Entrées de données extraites
::::

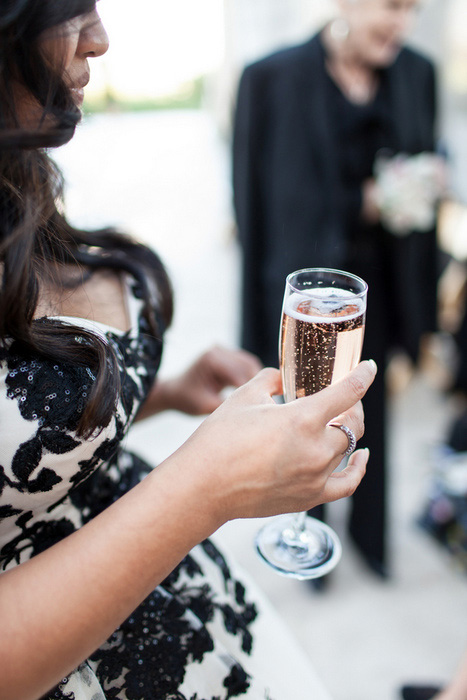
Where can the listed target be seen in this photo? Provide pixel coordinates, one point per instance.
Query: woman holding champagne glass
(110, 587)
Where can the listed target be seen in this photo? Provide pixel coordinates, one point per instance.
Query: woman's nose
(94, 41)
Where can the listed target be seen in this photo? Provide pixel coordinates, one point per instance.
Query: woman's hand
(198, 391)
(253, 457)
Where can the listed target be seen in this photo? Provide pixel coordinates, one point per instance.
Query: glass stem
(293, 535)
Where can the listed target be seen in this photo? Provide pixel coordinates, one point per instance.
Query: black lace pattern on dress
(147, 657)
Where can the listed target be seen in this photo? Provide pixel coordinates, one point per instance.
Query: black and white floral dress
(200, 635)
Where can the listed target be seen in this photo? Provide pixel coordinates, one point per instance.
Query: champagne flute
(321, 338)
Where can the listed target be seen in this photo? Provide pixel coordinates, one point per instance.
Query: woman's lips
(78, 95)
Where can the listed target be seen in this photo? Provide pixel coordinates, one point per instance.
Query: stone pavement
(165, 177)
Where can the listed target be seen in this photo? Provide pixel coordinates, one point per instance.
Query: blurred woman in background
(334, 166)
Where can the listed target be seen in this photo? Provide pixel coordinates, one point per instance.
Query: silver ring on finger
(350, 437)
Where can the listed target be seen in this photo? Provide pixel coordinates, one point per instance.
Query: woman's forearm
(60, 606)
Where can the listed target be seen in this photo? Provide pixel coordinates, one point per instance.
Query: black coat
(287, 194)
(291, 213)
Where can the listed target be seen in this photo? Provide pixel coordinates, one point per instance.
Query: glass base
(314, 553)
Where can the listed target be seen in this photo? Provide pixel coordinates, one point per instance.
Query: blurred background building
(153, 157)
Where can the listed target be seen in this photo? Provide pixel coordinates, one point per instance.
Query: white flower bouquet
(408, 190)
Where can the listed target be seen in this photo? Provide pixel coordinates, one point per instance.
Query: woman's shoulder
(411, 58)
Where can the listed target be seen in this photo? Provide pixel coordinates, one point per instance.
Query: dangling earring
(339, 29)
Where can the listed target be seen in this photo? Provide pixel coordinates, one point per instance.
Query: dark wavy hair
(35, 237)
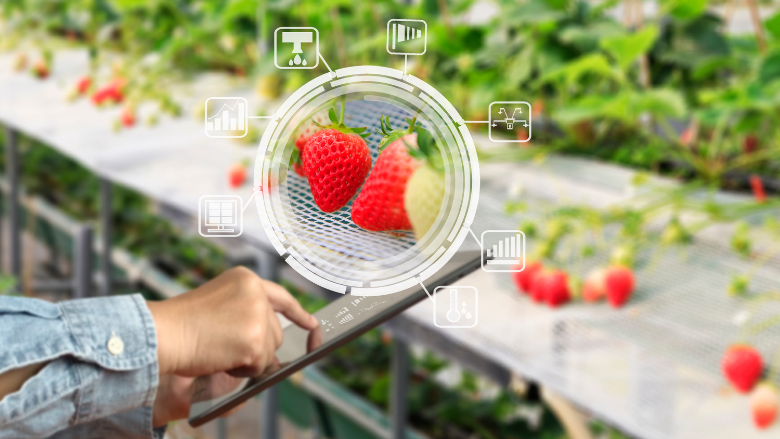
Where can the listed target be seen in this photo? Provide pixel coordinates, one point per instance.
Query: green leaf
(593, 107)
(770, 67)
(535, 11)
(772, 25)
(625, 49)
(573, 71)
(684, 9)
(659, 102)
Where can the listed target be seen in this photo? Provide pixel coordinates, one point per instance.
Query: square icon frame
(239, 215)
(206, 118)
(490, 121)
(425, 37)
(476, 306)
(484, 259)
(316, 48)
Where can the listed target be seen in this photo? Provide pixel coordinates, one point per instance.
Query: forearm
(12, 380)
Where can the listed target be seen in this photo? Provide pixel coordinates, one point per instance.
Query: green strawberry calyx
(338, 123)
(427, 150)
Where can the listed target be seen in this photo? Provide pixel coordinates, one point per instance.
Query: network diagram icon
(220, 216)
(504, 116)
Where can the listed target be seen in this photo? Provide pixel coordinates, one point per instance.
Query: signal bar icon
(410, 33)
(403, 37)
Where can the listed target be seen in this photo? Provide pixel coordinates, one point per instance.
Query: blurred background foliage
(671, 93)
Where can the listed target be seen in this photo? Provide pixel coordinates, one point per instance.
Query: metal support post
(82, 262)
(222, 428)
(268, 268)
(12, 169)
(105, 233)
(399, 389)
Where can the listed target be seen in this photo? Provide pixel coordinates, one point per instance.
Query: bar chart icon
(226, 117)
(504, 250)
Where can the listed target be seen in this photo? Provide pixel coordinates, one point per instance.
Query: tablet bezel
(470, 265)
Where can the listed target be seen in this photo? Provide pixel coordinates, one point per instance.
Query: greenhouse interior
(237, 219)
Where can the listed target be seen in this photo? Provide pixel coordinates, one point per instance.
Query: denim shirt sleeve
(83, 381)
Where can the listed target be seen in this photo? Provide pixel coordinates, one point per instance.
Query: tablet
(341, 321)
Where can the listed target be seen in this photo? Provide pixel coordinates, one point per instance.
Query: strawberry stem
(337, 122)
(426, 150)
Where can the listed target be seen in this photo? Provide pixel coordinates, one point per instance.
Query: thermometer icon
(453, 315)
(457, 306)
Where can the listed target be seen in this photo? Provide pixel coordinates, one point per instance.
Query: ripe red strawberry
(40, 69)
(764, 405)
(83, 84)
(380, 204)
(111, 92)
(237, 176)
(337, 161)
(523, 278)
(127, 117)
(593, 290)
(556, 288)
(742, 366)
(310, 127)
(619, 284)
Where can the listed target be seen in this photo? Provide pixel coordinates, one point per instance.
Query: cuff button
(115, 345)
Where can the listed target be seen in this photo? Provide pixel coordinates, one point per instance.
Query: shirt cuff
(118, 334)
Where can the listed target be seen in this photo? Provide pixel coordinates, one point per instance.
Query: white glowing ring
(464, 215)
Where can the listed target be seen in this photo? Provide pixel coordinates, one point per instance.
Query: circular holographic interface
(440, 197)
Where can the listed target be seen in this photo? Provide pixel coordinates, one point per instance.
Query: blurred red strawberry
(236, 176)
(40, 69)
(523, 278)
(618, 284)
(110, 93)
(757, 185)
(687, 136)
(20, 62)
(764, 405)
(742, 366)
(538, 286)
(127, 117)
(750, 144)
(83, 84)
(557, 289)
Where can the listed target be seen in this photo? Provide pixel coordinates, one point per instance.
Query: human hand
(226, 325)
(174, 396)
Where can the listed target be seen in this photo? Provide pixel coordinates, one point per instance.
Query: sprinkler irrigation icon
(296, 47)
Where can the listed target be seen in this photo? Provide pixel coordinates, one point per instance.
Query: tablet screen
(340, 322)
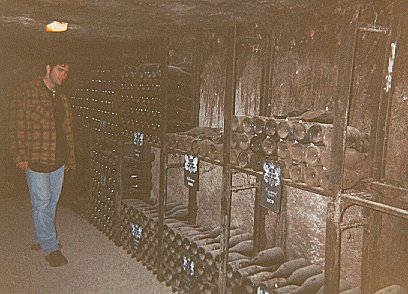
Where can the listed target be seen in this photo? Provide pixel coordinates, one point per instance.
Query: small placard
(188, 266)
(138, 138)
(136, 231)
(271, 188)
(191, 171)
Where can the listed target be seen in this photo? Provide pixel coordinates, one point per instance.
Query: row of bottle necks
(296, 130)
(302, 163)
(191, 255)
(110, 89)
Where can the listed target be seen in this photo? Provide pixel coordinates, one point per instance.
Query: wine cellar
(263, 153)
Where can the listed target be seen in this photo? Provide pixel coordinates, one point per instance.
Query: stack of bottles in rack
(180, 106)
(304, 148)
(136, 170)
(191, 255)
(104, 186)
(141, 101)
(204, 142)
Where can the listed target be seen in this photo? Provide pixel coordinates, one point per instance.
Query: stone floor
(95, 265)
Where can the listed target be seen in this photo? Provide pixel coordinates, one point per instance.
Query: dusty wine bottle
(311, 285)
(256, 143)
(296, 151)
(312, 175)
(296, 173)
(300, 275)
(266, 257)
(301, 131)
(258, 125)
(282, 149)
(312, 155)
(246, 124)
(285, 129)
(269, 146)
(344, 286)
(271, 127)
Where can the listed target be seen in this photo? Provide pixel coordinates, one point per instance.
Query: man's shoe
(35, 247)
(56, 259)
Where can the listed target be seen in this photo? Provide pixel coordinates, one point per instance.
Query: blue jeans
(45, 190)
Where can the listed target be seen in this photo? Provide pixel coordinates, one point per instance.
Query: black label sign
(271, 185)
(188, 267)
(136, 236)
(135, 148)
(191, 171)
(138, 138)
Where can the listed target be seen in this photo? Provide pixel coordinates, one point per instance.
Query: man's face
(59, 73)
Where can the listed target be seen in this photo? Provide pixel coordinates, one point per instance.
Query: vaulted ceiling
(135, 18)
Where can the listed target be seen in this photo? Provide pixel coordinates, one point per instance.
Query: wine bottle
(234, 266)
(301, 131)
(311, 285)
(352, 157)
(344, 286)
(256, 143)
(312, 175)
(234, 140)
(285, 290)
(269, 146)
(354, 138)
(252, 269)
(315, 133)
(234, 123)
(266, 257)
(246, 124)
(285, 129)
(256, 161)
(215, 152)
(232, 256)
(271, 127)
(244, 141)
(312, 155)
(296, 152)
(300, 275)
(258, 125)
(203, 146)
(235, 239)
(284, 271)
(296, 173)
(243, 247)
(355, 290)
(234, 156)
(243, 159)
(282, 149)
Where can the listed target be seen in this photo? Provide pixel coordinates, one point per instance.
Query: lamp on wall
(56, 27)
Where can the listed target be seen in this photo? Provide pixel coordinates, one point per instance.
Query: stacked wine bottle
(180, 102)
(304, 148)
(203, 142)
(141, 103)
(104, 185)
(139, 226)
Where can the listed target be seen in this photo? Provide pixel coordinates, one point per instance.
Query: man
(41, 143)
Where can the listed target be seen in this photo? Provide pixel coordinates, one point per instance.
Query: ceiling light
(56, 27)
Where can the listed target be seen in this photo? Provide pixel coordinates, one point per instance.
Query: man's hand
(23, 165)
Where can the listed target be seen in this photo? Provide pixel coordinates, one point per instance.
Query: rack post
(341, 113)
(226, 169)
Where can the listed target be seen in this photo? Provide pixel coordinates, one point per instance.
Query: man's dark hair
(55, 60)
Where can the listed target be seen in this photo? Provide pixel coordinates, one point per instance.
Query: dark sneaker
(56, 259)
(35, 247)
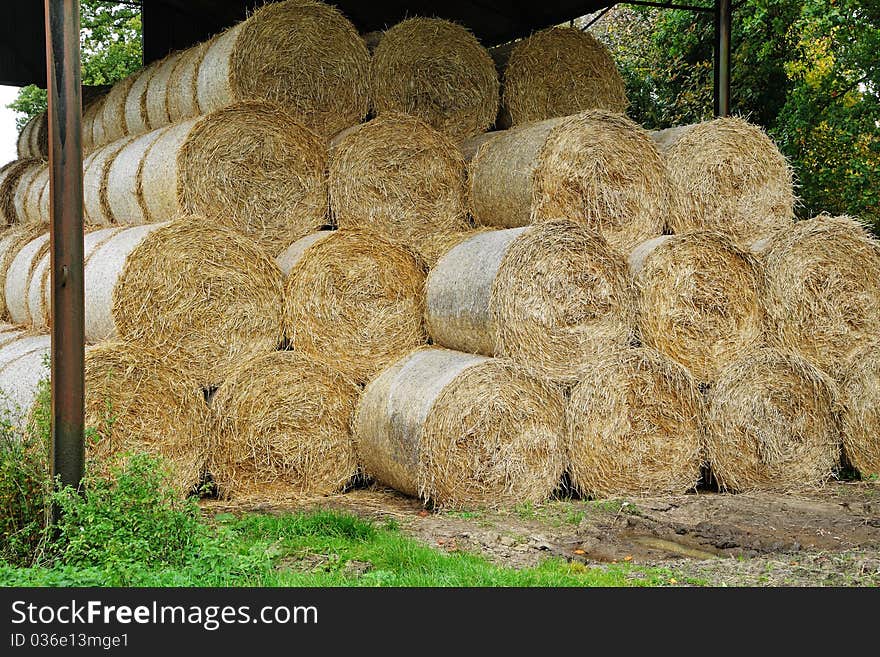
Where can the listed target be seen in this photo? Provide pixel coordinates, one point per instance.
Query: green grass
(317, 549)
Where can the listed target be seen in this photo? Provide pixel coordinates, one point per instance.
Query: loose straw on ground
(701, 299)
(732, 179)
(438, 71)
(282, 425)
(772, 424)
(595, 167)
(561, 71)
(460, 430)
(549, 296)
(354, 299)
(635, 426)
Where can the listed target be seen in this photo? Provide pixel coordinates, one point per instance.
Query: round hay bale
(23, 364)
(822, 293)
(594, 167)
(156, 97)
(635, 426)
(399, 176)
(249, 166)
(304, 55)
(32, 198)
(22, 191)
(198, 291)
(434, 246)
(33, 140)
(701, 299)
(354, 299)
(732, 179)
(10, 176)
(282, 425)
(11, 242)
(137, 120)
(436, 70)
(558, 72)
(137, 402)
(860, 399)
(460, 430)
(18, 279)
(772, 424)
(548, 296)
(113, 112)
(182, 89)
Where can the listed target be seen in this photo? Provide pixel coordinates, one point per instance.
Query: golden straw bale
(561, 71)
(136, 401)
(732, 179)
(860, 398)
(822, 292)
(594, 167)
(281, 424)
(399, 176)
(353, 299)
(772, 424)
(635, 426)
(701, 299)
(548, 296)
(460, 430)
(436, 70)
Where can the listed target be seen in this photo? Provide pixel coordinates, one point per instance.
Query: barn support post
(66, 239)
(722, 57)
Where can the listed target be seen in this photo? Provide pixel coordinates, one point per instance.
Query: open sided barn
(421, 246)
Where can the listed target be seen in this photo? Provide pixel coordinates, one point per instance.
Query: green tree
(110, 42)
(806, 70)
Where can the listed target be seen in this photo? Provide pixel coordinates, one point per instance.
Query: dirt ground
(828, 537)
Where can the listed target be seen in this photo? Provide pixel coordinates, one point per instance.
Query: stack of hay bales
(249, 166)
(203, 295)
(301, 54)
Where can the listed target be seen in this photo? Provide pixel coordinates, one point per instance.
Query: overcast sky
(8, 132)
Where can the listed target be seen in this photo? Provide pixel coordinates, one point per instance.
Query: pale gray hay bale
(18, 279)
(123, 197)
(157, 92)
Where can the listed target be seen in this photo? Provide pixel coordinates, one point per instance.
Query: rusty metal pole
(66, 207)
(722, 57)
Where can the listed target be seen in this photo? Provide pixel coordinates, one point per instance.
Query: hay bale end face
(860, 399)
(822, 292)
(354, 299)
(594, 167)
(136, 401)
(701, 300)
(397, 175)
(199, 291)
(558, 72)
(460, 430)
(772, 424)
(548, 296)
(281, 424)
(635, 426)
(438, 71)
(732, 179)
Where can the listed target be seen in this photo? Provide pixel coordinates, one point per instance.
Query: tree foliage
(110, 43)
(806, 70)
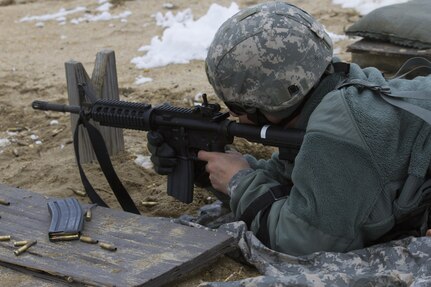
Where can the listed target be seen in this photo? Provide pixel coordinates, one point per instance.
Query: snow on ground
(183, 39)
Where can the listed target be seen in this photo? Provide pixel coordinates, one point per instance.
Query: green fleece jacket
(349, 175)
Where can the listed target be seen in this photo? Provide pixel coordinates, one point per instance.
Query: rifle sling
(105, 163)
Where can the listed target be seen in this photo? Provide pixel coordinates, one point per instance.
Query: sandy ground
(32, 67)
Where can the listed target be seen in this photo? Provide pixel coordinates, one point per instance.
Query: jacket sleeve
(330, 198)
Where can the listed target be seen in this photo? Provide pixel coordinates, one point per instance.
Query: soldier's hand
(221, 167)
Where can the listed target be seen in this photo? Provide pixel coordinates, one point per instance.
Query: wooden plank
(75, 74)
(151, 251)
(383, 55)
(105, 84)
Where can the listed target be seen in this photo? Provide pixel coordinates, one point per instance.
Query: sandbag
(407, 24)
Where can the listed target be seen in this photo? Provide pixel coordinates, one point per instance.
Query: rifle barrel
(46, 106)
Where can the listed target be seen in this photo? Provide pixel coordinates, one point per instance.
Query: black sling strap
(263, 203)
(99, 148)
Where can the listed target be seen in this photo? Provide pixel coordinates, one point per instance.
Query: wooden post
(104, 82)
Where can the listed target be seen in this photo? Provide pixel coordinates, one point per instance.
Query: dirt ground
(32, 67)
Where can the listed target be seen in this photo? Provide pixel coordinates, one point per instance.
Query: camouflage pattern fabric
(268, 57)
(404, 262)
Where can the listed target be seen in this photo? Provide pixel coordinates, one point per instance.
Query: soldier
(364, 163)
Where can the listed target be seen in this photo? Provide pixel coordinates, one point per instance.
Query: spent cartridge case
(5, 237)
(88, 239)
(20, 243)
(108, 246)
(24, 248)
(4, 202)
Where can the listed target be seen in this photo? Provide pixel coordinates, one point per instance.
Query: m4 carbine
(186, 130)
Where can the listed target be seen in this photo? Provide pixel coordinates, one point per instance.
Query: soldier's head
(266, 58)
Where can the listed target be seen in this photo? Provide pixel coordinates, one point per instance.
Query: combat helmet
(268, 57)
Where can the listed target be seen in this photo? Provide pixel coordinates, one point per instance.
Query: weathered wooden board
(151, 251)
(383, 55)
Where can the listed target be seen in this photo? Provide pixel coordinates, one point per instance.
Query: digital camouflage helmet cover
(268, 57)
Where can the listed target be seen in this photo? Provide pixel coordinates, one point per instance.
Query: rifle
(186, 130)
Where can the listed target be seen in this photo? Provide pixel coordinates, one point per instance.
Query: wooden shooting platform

::::

Exercice: Déterminez combien de lignes des données ci-dessus contiennent la chaîne « tablet », en respectant la casse. Donnez uniquement ce nombre.

Exercice corrigé: 3